WORK ITEM
When the line containing "--target rock silhouette" appears in the data below, begin copying there and stop only after the line containing "POLYGON ((67 394, 191 346, 139 279, 67 394))".

INPUT DATA
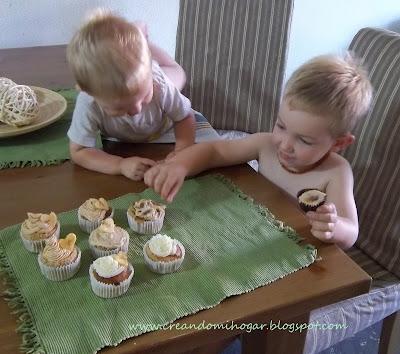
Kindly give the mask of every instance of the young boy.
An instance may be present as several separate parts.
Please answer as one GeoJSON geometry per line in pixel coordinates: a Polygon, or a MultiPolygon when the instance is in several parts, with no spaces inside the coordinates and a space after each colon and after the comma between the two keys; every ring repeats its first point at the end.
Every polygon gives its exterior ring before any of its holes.
{"type": "Polygon", "coordinates": [[[185,176],[258,159],[259,172],[293,197],[304,188],[325,191],[326,203],[307,213],[311,233],[349,248],[358,235],[353,174],[337,152],[354,142],[350,132],[371,99],[371,84],[350,55],[316,57],[289,79],[272,133],[193,145],[149,169],[144,181],[171,202],[185,176]]]}
{"type": "Polygon", "coordinates": [[[161,68],[152,61],[140,28],[104,10],[96,11],[72,38],[67,58],[82,92],[68,137],[78,165],[140,180],[155,164],[96,149],[99,132],[109,140],[151,142],[173,127],[175,151],[194,143],[191,104],[179,91],[185,83],[183,69],[159,48],[151,49],[161,68]]]}

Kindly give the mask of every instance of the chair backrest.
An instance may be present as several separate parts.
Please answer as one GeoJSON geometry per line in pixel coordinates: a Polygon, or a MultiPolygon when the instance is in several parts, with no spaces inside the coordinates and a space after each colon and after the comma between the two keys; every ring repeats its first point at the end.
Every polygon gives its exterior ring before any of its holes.
{"type": "Polygon", "coordinates": [[[400,34],[361,29],[349,49],[374,87],[372,108],[345,152],[355,179],[357,246],[400,277],[400,34]]]}
{"type": "Polygon", "coordinates": [[[214,128],[270,131],[293,0],[181,0],[176,59],[184,94],[214,128]]]}

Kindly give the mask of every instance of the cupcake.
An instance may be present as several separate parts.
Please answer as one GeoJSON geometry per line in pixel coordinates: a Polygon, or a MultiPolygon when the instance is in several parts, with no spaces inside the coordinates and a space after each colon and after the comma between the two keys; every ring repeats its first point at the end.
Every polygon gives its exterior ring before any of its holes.
{"type": "Polygon", "coordinates": [[[297,193],[297,201],[304,212],[316,211],[325,203],[326,194],[319,189],[302,189],[297,193]]]}
{"type": "Polygon", "coordinates": [[[113,214],[113,209],[104,198],[90,198],[78,209],[79,226],[90,234],[104,219],[112,218],[113,214]]]}
{"type": "Polygon", "coordinates": [[[167,235],[157,234],[143,246],[144,261],[155,273],[175,272],[185,258],[185,247],[167,235]]]}
{"type": "Polygon", "coordinates": [[[139,234],[156,234],[164,222],[165,205],[148,199],[132,203],[127,211],[130,228],[139,234]]]}
{"type": "Polygon", "coordinates": [[[28,213],[28,219],[21,224],[20,236],[28,251],[39,253],[46,246],[46,240],[60,237],[57,215],[28,213]]]}
{"type": "Polygon", "coordinates": [[[133,277],[133,267],[127,254],[119,252],[97,258],[89,268],[93,292],[100,297],[112,298],[127,292],[133,277]]]}
{"type": "Polygon", "coordinates": [[[74,276],[79,270],[81,250],[75,245],[76,235],[64,239],[51,238],[38,256],[42,274],[50,280],[62,281],[74,276]]]}
{"type": "Polygon", "coordinates": [[[95,258],[128,252],[129,234],[122,227],[115,226],[113,219],[107,218],[90,233],[89,246],[95,258]]]}

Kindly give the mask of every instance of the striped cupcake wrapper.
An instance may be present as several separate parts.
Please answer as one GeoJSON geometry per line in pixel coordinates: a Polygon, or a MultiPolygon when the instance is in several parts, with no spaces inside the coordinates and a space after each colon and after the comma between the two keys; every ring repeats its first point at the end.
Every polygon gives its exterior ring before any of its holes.
{"type": "MultiPolygon", "coordinates": [[[[114,209],[111,209],[111,215],[107,216],[107,218],[112,218],[113,216],[114,216],[114,209]]],[[[97,229],[103,220],[105,220],[105,219],[89,221],[89,220],[83,218],[78,213],[79,226],[83,231],[87,232],[88,234],[90,234],[93,230],[97,229]]]]}
{"type": "Polygon", "coordinates": [[[79,270],[79,266],[81,264],[81,250],[76,247],[78,250],[78,256],[75,261],[60,267],[50,267],[42,262],[42,254],[38,255],[38,262],[40,270],[42,274],[49,280],[52,281],[64,281],[72,278],[79,270]]]}
{"type": "Polygon", "coordinates": [[[53,233],[53,235],[51,235],[50,237],[47,237],[43,240],[28,240],[26,239],[22,233],[20,232],[20,236],[21,236],[21,240],[25,246],[25,248],[29,251],[29,252],[33,252],[33,253],[39,253],[43,250],[43,248],[46,246],[46,241],[50,240],[51,238],[55,237],[57,240],[60,238],[60,223],[57,222],[57,229],[56,231],[53,233]]]}
{"type": "Polygon", "coordinates": [[[129,274],[129,277],[126,280],[124,280],[122,283],[119,283],[119,285],[104,284],[95,278],[93,273],[94,272],[93,264],[91,264],[89,268],[89,276],[90,276],[90,285],[92,286],[93,292],[97,296],[106,299],[111,299],[113,297],[125,294],[128,291],[133,274],[135,272],[131,264],[129,264],[129,270],[131,271],[131,274],[129,274]]]}

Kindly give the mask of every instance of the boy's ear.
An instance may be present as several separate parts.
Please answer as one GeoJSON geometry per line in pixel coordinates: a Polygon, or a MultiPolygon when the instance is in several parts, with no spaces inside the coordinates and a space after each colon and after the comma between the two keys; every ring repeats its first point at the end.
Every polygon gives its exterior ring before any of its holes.
{"type": "Polygon", "coordinates": [[[354,135],[350,133],[346,133],[345,135],[336,138],[335,143],[333,144],[331,151],[339,152],[341,150],[346,149],[349,145],[353,144],[356,138],[354,135]]]}

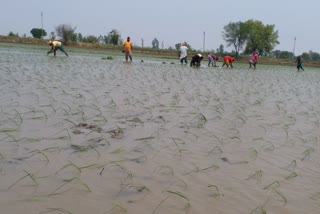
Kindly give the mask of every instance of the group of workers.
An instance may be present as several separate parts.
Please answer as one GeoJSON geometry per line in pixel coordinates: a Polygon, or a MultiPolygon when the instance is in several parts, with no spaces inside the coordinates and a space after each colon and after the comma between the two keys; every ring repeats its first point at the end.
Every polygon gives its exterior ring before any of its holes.
{"type": "MultiPolygon", "coordinates": [[[[48,45],[51,46],[51,49],[47,52],[48,55],[53,53],[54,56],[56,56],[56,51],[61,50],[66,56],[69,56],[68,53],[64,50],[64,45],[62,44],[62,42],[49,40],[48,45]]],[[[132,62],[132,53],[131,53],[132,52],[132,42],[130,41],[130,37],[127,37],[127,40],[125,42],[123,42],[122,47],[123,47],[122,52],[125,54],[126,62],[128,62],[129,59],[132,62]]],[[[188,64],[187,50],[188,50],[187,43],[182,42],[181,46],[180,46],[180,50],[179,50],[179,58],[180,58],[181,65],[183,65],[183,63],[188,64]]],[[[252,68],[252,66],[253,66],[253,68],[256,69],[258,59],[259,59],[258,53],[256,51],[253,51],[252,58],[249,60],[249,68],[252,68]]],[[[190,67],[200,67],[202,60],[203,60],[203,56],[201,54],[193,55],[191,58],[190,67]]],[[[213,67],[219,67],[216,64],[216,62],[218,60],[219,60],[219,58],[216,55],[214,55],[213,53],[208,54],[208,66],[209,67],[210,67],[210,65],[212,65],[213,67]]],[[[295,62],[297,64],[298,71],[300,71],[300,69],[304,71],[301,56],[298,56],[296,58],[295,62]]],[[[233,63],[234,63],[234,57],[231,57],[229,55],[224,56],[222,67],[226,66],[227,68],[229,68],[229,66],[230,66],[231,68],[233,68],[233,63]]]]}
{"type": "MultiPolygon", "coordinates": [[[[187,44],[186,42],[181,43],[181,47],[179,50],[179,57],[180,57],[180,63],[183,65],[185,62],[187,62],[187,44]]],[[[200,67],[201,61],[203,60],[203,56],[201,54],[195,54],[191,58],[190,66],[191,67],[200,67]]],[[[219,60],[219,57],[214,55],[213,53],[208,54],[208,66],[213,66],[213,67],[219,67],[217,66],[217,61],[219,60]]],[[[233,62],[234,62],[234,57],[231,57],[229,55],[223,57],[223,64],[222,67],[226,66],[227,68],[231,67],[233,68],[233,62]]],[[[252,54],[252,59],[249,61],[249,68],[253,67],[256,68],[256,64],[258,63],[258,54],[254,51],[252,54]]]]}

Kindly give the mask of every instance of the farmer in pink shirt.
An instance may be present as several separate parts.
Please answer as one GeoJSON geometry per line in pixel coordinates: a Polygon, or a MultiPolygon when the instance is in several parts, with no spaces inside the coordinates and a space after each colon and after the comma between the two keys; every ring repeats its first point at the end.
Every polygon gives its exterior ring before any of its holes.
{"type": "Polygon", "coordinates": [[[218,61],[218,57],[216,55],[214,55],[213,53],[208,55],[208,66],[210,66],[212,64],[212,66],[217,67],[216,62],[218,61]]]}
{"type": "Polygon", "coordinates": [[[251,68],[253,65],[254,69],[256,69],[256,65],[258,63],[258,58],[259,58],[259,56],[258,56],[257,52],[253,51],[252,58],[249,60],[249,65],[250,65],[249,68],[251,68]]]}

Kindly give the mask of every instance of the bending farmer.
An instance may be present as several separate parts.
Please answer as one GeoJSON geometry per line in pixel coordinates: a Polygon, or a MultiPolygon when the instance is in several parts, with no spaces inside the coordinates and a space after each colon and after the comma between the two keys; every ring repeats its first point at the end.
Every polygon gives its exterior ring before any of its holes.
{"type": "Polygon", "coordinates": [[[51,50],[47,52],[47,54],[51,54],[53,53],[54,56],[56,56],[56,51],[59,49],[60,51],[62,51],[66,56],[68,56],[67,52],[65,52],[64,50],[64,46],[61,42],[59,41],[48,41],[48,45],[51,46],[51,50]]]}

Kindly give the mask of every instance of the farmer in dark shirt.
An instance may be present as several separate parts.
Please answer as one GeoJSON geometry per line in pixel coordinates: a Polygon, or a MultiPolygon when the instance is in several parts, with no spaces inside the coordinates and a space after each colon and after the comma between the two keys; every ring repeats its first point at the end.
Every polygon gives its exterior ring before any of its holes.
{"type": "Polygon", "coordinates": [[[298,71],[300,71],[300,69],[304,71],[304,69],[303,69],[303,67],[302,67],[302,59],[301,59],[301,56],[297,56],[296,63],[297,63],[297,69],[298,69],[298,71]]]}
{"type": "Polygon", "coordinates": [[[194,55],[191,59],[190,67],[200,67],[201,60],[203,60],[203,56],[201,54],[194,55]]]}

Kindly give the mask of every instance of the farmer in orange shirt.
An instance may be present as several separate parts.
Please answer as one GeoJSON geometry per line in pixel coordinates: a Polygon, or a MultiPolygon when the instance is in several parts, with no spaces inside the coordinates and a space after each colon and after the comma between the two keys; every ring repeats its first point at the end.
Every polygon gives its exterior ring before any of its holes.
{"type": "Polygon", "coordinates": [[[222,67],[226,65],[227,68],[229,68],[229,65],[230,65],[230,67],[233,68],[233,65],[232,65],[233,62],[234,62],[234,58],[227,55],[227,56],[223,57],[222,67]]]}
{"type": "Polygon", "coordinates": [[[130,61],[132,62],[132,42],[130,41],[130,37],[127,37],[127,41],[123,43],[123,51],[126,57],[126,62],[128,62],[128,57],[130,58],[130,61]]]}

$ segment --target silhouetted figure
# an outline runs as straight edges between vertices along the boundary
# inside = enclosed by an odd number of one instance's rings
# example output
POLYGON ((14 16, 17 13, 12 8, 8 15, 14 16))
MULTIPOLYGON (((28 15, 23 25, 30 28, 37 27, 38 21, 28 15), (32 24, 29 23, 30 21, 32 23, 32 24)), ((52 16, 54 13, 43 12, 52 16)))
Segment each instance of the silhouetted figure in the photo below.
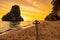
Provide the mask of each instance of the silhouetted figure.
POLYGON ((60 20, 60 0, 53 0, 53 11, 45 18, 47 21, 58 21, 60 20))
POLYGON ((12 6, 12 9, 9 13, 2 17, 3 21, 24 21, 21 17, 20 8, 18 5, 12 6))

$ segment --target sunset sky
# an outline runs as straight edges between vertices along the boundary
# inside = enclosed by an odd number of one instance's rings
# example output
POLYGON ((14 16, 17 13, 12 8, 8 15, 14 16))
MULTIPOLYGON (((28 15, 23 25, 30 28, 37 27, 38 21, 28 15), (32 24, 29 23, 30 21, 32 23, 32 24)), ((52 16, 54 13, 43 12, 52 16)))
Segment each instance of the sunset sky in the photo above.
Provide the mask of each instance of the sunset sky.
POLYGON ((25 21, 44 20, 52 10, 51 0, 0 0, 0 20, 12 5, 20 6, 25 21))

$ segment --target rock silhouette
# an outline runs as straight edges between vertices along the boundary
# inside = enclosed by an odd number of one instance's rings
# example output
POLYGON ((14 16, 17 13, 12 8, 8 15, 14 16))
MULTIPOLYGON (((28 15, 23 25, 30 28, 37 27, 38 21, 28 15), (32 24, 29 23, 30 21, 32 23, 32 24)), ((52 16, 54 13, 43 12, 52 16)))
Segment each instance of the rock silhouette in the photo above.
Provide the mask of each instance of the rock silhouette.
POLYGON ((60 12, 59 12, 60 11, 60 0, 53 0, 51 3, 53 5, 53 10, 45 18, 45 20, 47 20, 47 21, 58 21, 58 20, 60 20, 60 12))
POLYGON ((24 21, 21 17, 20 8, 18 5, 13 5, 9 13, 2 17, 3 21, 24 21))

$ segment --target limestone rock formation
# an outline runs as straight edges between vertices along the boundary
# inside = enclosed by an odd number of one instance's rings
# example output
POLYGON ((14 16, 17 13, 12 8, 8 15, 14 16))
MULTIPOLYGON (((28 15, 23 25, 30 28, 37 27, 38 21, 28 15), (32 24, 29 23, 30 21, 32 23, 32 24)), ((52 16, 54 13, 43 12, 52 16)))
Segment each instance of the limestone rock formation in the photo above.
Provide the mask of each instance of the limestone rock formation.
POLYGON ((20 8, 18 5, 12 6, 12 9, 9 13, 2 17, 3 21, 24 21, 21 17, 20 8))
POLYGON ((47 21, 58 21, 60 20, 59 14, 57 11, 60 11, 60 0, 53 0, 53 11, 45 18, 47 21))

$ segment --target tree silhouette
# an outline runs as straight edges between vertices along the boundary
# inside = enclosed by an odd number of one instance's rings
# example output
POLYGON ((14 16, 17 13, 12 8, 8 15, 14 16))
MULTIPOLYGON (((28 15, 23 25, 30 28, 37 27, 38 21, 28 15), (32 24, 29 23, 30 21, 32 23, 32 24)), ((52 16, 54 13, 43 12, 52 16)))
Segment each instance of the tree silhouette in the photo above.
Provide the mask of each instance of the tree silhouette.
POLYGON ((60 20, 60 17, 57 15, 56 11, 60 11, 60 0, 53 0, 53 11, 45 18, 47 21, 57 21, 60 20))
POLYGON ((3 21, 24 21, 21 17, 20 8, 18 5, 13 5, 9 13, 2 17, 3 21))

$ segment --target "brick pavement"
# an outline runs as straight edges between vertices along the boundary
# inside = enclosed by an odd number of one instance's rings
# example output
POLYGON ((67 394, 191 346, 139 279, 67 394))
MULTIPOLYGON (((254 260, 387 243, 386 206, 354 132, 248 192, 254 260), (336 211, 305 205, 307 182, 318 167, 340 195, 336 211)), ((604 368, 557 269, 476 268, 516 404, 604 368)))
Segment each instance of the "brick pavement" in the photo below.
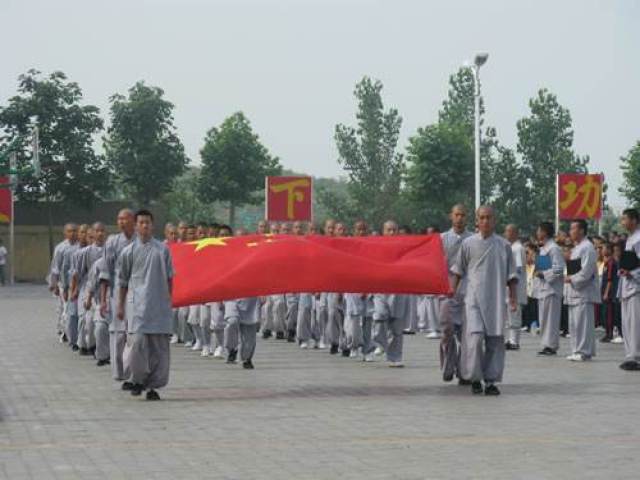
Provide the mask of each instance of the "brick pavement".
POLYGON ((148 403, 56 342, 53 306, 0 289, 0 478, 638 478, 640 374, 619 345, 570 364, 527 335, 497 398, 444 385, 422 336, 403 370, 275 340, 254 371, 173 347, 148 403))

ANSWER FOR THE TASK
$ segment --target rock silhouette
# an outline runs as straight edges between vertices along the boundary
# inside = enclosed by an odd number of one instance's rings
# example output
POLYGON ((14 16, 17 13, 12 8, 8 15, 14 16))
MULTIPOLYGON (((28 15, 23 25, 30 28, 37 27, 38 21, 28 15), (32 24, 29 23, 30 21, 32 23, 32 24)), ((52 16, 54 13, 43 12, 52 16)))
Segment each instance of the rock silhouette in the photo above.
Provide the mask of each instance of the rock silhouette.
POLYGON ((60 12, 59 12, 60 11, 60 0, 53 0, 51 3, 53 5, 53 10, 45 18, 45 20, 47 20, 47 21, 58 21, 58 20, 60 20, 60 12))
POLYGON ((24 21, 21 17, 20 8, 18 5, 13 5, 9 13, 2 17, 3 21, 24 21))

$ segment --target limestone rock formation
# an outline runs as straight edges between vertices along the boundary
# inside = enclosed by an odd number of one instance's rings
# example output
POLYGON ((14 16, 17 13, 12 8, 8 15, 14 16))
MULTIPOLYGON (((28 15, 23 25, 30 28, 37 27, 38 21, 28 15), (32 24, 29 23, 30 21, 32 23, 32 24)), ((52 16, 54 13, 43 12, 52 16)))
Segment each instance of the limestone rock formation in the photo above.
Provide the mask of each instance of the limestone rock formation.
POLYGON ((20 8, 18 5, 12 6, 12 9, 9 13, 2 17, 3 21, 24 21, 21 17, 20 8))
POLYGON ((47 21, 58 21, 60 20, 59 14, 57 11, 60 11, 60 0, 53 0, 53 11, 45 18, 47 21))

$ segment --target tree silhouette
# an outline runs as straight edges between vertices along the boundary
# inside = enclosed by an odd number of one instance's rings
# example output
POLYGON ((14 16, 17 13, 12 8, 8 15, 14 16))
MULTIPOLYGON (((28 15, 23 25, 30 28, 37 27, 38 21, 28 15), (32 24, 29 23, 30 21, 32 23, 32 24)), ((52 16, 54 13, 43 12, 52 16)))
Segment each instance of the tree silhouette in the photo above.
Provide the mask of each instance of the tree silhouette.
POLYGON ((60 20, 60 17, 57 15, 56 11, 60 11, 60 0, 53 0, 53 11, 45 18, 47 21, 57 21, 60 20))
POLYGON ((3 21, 24 21, 21 17, 20 8, 18 5, 13 5, 9 13, 2 17, 3 21))

$ segment --target "brick pavement"
# an outline runs as straight edges between vertices along the boundary
# inside = enclosed by an odd number of one instance's rings
# example output
POLYGON ((67 394, 191 346, 139 279, 67 394))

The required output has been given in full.